PROBLEM REQUIREMENTS:
Can you substitute "Looking at" for "Referring to" throughout the lines below, change nothing else, and leave the pictures out when you give the lines back?

-- begin MATERIAL PROVIDED --

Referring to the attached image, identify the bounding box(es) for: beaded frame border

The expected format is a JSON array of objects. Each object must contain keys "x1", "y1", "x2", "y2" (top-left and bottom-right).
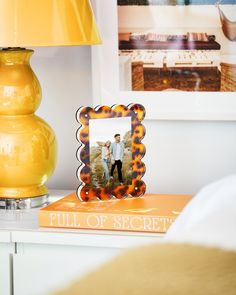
[{"x1": 76, "y1": 104, "x2": 146, "y2": 201}]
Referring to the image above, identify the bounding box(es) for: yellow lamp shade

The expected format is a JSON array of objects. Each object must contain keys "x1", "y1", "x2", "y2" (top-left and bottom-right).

-- end MATERIAL PROVIDED --

THE SOLUTION:
Looking at the attached image, identify the bounding box(es) for: beaded frame border

The expected format is a JSON array of objects. Each object must contain keys "x1", "y1", "x2", "y2" (top-left and bottom-right).
[{"x1": 76, "y1": 104, "x2": 146, "y2": 201}]
Looking at the image above, identify the bounding box(es) for: yellow lamp shade

The expected format is a JSON array of objects. Each object must contain keys "x1", "y1", "x2", "y2" (top-left and bottom-right).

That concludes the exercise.